* _Excerpted text_:
Background information
- Born: Lewis Calvin DeWitt Jr. March 12, 1938 Roanoke, Virginia, U.S.
- Died: August 15, 1990 (aged 52) Waynesboro, Virginia, U.S.
- Genres: Country
- Occupations: Musician, songwriter
- Instruments: Guitar, vocals
- Years active: 1955–1982 (with The Statler Brothers) 1985-1990 (as a solo artist)
- Labels: Columbia, Mercury, Compleat

= Lew DeWitt =

American singer-songwriter

Lewis Calvin DeWitt Jr. (March 12, 1938 – August 15, 1990) was an American country music singer, guitarist, and composer. He was a founding member of The Statler Brothers and the group's original tenor.

==Biography==
For most of his career, DeWitt sang tenor for The Statler Brothers. Songs he wrote for the group include "Flowers on the Wall"— a major pop and country hit in the mid-1960s that made the group popular — "The Junkie's Prayer", "Things", "Since Then", "The Strand", "Chet Atkins' Hand", and the hits "Thank You World" and "The Movies". In 1968, the group was under contract to Columbia Records when DeWitt recorded a solo single, "She Went a Little Bit Farther" backed with "Brown Eyes", the latter of which was penned by DeWitt.

In November of 1981, DeWitt took a leave of absence from The Statlers due to surgery and treatment for Crohn's disease, from which he had suffered since adolescence. At his suggestion, Jimmy Fortune was tapped as a temporary replacement. DeWitt rejoined in June of the following year (with Fortune having been offered a permanent position in the group's backing band), but this arrangement lasted less than a week. DeWitt officially retired that same month, with Fortune becoming his permanent replacement.

(Recorded data)
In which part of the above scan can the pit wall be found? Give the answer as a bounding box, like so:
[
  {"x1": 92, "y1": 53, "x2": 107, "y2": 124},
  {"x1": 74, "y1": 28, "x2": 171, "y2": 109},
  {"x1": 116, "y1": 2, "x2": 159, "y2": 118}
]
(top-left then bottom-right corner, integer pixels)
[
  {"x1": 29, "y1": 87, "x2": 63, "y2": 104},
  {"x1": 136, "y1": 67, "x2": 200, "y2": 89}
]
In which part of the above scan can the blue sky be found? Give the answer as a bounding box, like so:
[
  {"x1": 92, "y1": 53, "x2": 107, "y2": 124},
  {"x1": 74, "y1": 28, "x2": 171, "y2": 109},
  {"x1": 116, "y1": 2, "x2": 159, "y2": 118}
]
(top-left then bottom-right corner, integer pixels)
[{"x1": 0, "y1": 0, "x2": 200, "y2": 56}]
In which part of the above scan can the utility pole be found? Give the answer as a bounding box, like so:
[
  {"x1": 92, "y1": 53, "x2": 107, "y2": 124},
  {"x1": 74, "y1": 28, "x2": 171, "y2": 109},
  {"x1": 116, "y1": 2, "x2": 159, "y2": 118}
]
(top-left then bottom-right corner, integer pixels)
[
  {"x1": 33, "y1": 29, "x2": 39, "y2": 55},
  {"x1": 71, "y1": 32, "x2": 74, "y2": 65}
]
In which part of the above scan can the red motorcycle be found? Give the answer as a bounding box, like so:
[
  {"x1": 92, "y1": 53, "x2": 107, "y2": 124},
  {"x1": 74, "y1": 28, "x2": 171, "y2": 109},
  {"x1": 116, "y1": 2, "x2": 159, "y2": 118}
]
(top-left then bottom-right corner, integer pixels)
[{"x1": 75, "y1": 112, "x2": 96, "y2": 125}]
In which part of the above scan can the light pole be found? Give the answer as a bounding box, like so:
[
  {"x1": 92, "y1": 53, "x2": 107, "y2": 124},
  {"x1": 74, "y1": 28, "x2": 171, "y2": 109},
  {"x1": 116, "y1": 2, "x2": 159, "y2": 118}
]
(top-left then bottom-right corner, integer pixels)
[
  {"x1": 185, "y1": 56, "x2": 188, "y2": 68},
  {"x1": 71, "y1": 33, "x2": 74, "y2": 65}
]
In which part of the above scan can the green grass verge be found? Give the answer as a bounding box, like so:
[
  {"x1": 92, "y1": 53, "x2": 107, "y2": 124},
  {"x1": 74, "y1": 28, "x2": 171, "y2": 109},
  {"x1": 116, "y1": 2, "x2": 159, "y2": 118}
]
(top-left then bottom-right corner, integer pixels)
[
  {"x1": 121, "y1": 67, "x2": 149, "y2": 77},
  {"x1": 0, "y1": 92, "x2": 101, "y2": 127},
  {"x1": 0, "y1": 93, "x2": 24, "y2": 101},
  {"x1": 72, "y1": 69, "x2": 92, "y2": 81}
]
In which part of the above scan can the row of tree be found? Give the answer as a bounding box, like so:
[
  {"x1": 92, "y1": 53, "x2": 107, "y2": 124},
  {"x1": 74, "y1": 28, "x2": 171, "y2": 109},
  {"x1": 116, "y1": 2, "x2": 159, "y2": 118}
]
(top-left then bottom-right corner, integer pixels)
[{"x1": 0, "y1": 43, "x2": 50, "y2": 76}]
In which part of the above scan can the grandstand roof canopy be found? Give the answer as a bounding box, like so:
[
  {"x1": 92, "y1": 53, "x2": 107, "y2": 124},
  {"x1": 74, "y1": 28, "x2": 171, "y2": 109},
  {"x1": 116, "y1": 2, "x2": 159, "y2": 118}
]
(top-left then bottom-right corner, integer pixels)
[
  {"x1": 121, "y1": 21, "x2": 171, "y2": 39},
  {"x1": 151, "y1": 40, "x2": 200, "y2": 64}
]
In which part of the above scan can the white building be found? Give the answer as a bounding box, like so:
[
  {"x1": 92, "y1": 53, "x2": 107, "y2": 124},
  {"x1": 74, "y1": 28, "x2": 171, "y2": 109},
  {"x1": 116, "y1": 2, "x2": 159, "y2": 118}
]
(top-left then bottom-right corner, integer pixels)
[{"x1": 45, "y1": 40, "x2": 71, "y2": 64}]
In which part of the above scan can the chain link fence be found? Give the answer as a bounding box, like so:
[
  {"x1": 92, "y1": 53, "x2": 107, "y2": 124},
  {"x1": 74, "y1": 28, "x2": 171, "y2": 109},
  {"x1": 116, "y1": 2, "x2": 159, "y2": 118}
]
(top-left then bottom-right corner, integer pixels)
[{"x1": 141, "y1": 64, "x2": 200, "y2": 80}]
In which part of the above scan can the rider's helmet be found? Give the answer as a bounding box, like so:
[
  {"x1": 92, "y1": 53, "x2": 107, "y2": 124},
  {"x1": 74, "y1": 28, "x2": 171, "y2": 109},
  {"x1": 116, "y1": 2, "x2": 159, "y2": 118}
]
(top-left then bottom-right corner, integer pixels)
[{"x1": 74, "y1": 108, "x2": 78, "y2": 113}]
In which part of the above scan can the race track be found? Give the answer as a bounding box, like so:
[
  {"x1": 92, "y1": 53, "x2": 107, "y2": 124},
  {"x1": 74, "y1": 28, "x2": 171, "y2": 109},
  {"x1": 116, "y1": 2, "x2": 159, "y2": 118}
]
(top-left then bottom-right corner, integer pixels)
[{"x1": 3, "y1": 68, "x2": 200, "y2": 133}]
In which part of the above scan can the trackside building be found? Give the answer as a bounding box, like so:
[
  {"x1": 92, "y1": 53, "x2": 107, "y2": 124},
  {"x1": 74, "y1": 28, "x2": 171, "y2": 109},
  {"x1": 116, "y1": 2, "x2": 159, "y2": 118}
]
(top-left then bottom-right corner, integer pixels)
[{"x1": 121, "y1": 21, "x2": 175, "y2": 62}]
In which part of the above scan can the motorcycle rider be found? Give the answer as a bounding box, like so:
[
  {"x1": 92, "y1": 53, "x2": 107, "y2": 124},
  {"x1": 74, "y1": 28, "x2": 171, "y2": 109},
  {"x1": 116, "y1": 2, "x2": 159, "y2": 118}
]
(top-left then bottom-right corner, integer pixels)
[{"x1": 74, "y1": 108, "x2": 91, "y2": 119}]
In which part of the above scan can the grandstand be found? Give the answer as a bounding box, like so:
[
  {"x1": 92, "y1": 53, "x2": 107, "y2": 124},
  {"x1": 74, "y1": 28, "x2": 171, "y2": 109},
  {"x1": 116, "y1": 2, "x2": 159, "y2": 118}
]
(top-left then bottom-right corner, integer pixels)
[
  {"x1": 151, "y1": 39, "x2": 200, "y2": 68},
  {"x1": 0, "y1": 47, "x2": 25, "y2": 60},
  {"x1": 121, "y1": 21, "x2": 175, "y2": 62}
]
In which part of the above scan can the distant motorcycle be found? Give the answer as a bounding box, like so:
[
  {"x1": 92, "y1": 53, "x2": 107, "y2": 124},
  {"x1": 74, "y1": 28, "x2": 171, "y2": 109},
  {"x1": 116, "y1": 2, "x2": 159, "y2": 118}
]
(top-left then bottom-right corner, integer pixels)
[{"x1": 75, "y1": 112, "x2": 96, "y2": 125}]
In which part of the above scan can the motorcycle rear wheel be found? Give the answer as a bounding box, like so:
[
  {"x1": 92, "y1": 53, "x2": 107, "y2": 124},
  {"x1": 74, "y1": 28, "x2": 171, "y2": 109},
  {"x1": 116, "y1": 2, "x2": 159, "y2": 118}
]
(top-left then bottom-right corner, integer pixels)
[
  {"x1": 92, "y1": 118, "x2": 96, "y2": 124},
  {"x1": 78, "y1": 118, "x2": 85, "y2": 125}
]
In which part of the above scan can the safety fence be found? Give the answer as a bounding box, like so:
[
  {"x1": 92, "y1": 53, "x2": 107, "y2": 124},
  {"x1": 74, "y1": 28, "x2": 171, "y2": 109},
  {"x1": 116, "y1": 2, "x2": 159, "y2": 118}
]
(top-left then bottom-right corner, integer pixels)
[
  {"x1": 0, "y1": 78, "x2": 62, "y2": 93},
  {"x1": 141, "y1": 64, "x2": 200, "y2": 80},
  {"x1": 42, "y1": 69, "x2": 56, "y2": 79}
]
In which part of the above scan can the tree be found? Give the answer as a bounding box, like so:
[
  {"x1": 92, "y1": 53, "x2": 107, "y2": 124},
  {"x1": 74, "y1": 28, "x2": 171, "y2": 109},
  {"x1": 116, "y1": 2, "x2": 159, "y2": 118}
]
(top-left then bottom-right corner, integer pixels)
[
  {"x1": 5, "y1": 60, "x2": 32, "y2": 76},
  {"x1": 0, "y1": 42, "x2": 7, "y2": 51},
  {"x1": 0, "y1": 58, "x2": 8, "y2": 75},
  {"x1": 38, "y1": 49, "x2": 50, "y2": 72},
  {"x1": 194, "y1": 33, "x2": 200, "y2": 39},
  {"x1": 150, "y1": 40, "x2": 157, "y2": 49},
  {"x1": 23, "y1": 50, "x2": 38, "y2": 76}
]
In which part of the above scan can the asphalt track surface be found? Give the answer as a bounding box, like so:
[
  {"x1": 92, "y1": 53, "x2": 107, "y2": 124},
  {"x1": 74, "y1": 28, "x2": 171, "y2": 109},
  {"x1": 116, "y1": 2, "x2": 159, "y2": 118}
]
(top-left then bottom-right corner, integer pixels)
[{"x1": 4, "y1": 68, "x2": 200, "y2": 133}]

* _Task list_:
1. For each statement below, state whether it agrees with the Lew DeWitt biography. Answer yes or no, and quote the deciding words of the biography exactly. (a) DeWitt was the original tenor of The Statler Brothers. (b) Jimmy Fortune became the temporary replacement at DeWitt's suggestion. (c) After rejoining the group in June 1982, DeWitt stayed with it for several months.
2. Continue the Lew DeWitt biography, beginning after its final sentence.

* _Responses by item number_:
1.
(a) Yes: "He was a founding member of The Statler Brothers and the group's original tenor."
(b) Yes: "At his suggestion, Jimmy Fortune was tapped as a temporary replacement."
(c) No: "but this arrangement lasted less than a week."

2.
Three years later, DeWitt, feeling that his health had gradually improved through continued treatment, decided to pursue a solo career. During this time, he returned to touring and released two albums, Here to Stay (1984) and On My Own (1985). The latter album gave Dewitt his only solo chart appearance with a cover of "You'll Never Know", which made it to number 77. He remained with the Compleat label through 1987.

DeWitt was married three times. From 1961 through 1973, he was married to Glenda Kay Simmers, with whom he had two sons and two daughters. He was later married to Joyce Anne Arehart, and then Judy Fitzgerald Wells.

DeWitt remained active as a performer through 1989, when his health declined, culminating in his death on August 15, 1990, in Waynesboro, Virginia. The cause of death was heart and kidney disease, due to complications of Crohn's. Lew Dewitt Boulevard was named in his honor in Waynesboro in 1992.

In 2008, DeWitt was inducted into the Country Music Hall of Fame as a member of The Statler Brothers.

In 2011, amateur video of DeWitt performing at the Burley Tobacco Festival in the late 1980s surfaced and was posted onto YouTube. The set is notable for the inclusion of what became his final single, "Moonset".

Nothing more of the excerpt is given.